--- start of SELECTED TEXT ---
To add this to the script interpreter is really quite straightforward. A BCHN would implement these requirements without much added complexity. The cost of storing the scripts in their own list is actually cheaper than needing to copy it on stack every call. Which is obvious when you remember that the vm-limits chip counts stack usage for a reason: stack usage is expensive.

A cashscript compiler, the cashconnect proposals and related store for templates, they all would want to add support but it basically is in-line with their current approaches of doing things. So I don’t expect this proposal to add much cost or complexity.

Future, a p2sh-like presenting of code at unlocking time.

As alternatives all allow untrusted code to be used to spend a coin, it is relevant to discuss this possibility.

The definition of trusted here is simply that the code was known at the time when the money was locked in. Which means that at the time the transaction was build and signed, we know the exact code that is meant to unlock it.
--- end of SELECTED TEXT ---
--- start of SUPPLIED RECORDS ---
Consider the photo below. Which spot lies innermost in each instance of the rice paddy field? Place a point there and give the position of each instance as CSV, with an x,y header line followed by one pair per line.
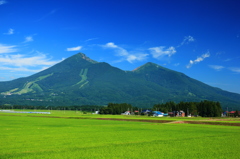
x,y
71,134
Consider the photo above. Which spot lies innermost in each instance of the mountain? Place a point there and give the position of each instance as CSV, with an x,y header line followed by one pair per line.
x,y
78,80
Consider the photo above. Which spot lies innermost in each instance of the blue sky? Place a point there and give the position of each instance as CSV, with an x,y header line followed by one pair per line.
x,y
200,38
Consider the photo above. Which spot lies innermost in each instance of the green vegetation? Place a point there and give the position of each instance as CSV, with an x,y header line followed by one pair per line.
x,y
79,80
203,108
26,137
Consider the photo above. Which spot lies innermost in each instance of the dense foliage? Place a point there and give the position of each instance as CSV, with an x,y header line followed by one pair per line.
x,y
114,108
79,80
204,108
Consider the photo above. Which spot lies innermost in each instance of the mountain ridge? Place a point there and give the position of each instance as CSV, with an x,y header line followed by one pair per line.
x,y
79,80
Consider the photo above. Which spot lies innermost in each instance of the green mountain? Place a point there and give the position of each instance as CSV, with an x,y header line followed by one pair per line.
x,y
78,80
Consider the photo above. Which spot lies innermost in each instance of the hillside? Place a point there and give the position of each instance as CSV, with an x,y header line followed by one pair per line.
x,y
78,80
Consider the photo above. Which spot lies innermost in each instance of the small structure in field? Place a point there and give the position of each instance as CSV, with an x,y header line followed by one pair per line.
x,y
158,113
126,113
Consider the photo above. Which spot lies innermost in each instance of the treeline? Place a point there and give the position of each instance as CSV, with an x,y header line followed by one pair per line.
x,y
204,108
89,108
115,108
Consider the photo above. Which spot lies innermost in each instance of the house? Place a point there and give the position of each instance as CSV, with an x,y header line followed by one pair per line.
x,y
126,113
158,113
146,111
177,113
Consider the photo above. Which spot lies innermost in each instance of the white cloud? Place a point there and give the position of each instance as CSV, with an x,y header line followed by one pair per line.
x,y
20,60
7,48
235,69
28,39
46,15
216,67
22,69
110,45
158,52
199,59
130,57
2,2
187,40
10,31
74,48
90,39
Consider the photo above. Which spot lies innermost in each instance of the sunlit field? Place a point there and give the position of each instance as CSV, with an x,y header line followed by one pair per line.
x,y
59,135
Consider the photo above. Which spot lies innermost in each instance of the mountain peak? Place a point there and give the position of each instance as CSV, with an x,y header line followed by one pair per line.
x,y
84,57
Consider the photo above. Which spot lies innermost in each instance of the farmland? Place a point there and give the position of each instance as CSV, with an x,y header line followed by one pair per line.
x,y
71,134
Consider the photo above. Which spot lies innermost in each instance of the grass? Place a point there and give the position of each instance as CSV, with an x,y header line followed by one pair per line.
x,y
29,136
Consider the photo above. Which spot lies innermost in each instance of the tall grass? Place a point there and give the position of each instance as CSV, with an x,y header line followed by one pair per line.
x,y
38,137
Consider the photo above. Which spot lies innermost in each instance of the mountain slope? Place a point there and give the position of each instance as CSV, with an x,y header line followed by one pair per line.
x,y
79,80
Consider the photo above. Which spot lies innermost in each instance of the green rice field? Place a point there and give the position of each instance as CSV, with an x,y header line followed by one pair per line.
x,y
76,135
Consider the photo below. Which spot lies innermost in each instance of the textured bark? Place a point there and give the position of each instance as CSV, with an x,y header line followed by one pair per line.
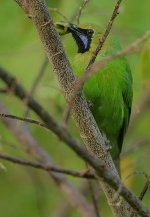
x,y
80,111
23,135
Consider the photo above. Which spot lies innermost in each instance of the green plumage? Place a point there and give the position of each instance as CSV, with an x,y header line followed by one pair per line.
x,y
108,90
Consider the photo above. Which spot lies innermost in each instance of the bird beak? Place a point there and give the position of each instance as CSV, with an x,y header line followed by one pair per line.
x,y
65,28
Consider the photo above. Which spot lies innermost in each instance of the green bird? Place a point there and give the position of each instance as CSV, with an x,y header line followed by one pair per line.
x,y
109,90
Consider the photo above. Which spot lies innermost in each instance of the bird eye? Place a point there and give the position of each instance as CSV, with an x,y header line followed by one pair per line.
x,y
90,31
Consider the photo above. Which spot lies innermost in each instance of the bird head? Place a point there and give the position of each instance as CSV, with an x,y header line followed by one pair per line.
x,y
86,36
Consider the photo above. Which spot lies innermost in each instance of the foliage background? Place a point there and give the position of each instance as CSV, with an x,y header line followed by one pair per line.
x,y
28,192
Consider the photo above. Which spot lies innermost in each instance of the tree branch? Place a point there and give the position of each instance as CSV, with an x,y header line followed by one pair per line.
x,y
23,135
46,167
105,174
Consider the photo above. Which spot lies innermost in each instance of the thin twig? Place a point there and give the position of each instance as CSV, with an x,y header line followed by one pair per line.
x,y
32,147
28,120
46,167
3,90
95,202
36,82
144,190
84,3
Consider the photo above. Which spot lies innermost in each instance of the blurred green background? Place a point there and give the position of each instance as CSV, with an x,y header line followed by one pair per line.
x,y
28,192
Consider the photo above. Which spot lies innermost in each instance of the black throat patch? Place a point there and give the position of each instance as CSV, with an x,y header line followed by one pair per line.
x,y
82,37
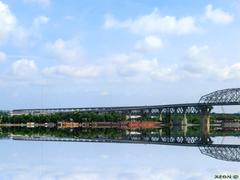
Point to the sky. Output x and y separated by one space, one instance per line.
111 53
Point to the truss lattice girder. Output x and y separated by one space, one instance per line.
222 97
222 152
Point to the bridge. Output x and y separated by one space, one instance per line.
218 98
206 103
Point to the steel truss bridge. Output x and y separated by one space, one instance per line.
218 98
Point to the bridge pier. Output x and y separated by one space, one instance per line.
184 121
160 116
205 123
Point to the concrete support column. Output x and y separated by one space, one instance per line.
185 129
160 116
205 123
184 121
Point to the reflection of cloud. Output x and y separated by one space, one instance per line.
83 173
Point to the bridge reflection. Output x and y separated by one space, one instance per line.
167 136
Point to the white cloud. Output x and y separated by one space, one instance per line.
218 15
66 51
149 43
154 23
3 56
40 20
72 71
43 3
24 68
7 21
136 67
200 64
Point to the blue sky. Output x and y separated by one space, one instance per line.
109 53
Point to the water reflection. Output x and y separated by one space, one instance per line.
135 132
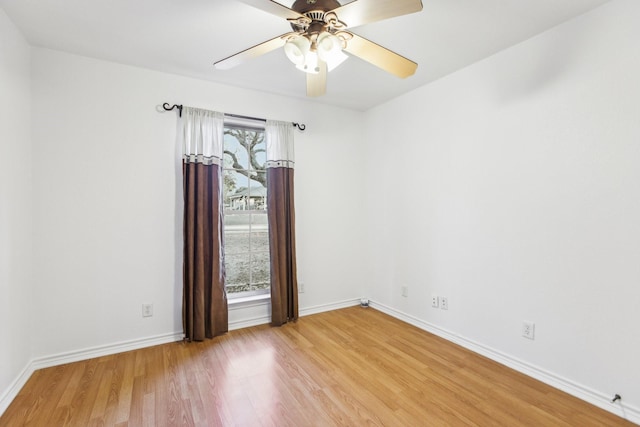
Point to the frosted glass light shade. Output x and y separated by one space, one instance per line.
297 49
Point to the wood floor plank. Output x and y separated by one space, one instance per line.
348 367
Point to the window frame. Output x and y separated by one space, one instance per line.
239 122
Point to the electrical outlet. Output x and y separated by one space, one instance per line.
528 330
147 310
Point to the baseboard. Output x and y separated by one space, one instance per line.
15 387
77 355
307 311
329 307
628 412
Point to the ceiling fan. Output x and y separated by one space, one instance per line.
320 37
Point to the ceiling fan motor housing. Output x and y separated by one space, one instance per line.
304 6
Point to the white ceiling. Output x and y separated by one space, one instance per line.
186 36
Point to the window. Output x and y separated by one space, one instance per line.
246 232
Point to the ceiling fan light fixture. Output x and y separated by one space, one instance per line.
297 50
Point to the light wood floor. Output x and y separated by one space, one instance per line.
347 367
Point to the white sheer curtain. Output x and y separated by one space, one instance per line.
202 135
204 303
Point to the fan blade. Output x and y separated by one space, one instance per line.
252 52
317 83
361 12
381 57
273 8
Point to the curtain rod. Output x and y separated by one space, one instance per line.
301 127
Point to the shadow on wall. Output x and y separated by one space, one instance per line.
546 62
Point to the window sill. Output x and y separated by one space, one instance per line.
247 300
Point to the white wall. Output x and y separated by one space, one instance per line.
107 185
513 188
15 207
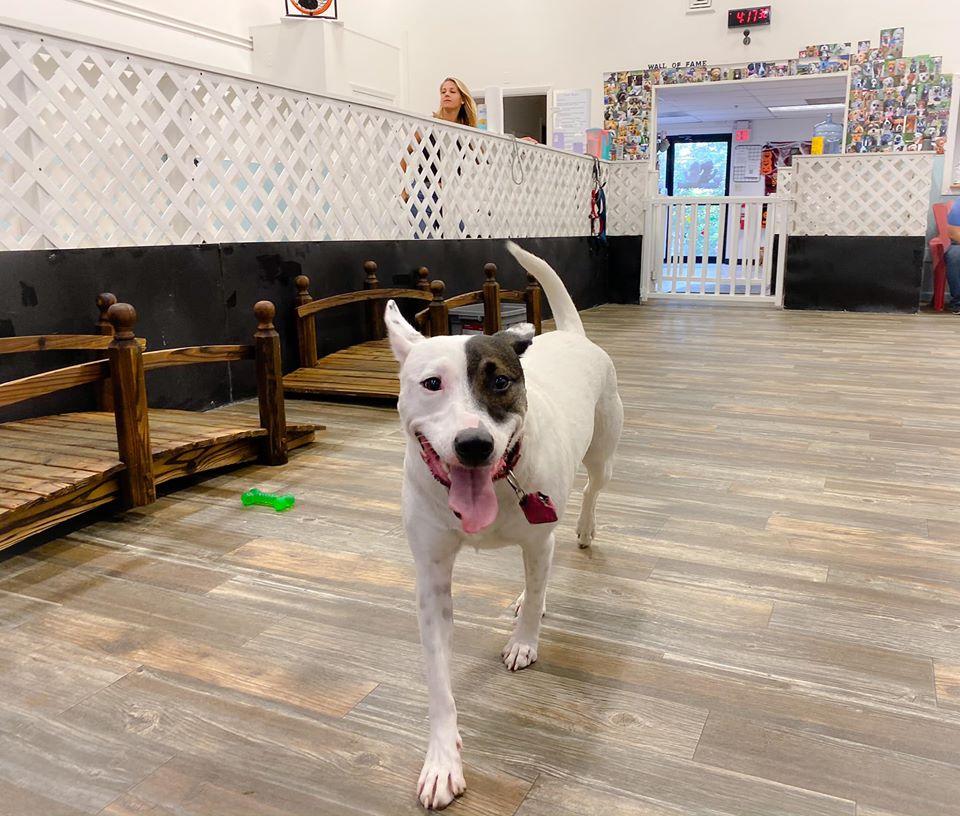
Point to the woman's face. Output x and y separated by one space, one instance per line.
450 98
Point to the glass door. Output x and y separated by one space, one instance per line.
698 166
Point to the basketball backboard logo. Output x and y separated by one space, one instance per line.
319 9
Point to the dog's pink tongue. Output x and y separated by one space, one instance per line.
472 497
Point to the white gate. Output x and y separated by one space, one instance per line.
729 249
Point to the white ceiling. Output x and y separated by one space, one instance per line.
747 99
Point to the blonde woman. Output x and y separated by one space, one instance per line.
456 106
456 103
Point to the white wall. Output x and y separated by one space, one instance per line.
566 44
554 43
216 34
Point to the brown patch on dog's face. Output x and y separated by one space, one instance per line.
495 377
--- end of SUPPLIED RECORDS ---
- _SET EXERCISE_
Give the passage of the excerpt that begins at the words "Future, a p2sh-like" and stops after "to unlock it.", updating "money" to "funds". The items are not required for this work.

- _FULL ANSWER_
Future, a p2sh-like presenting of code at unlocking time.

As alternatives all allow untrusted code to be used to spend a coin, it is relevant to discuss this possibility.

The definition of trusted here is simply that the code was known at the time when the funds was locked in. Which means that at the time the transaction was build and signed, we know the exact code that is meant to unlock it.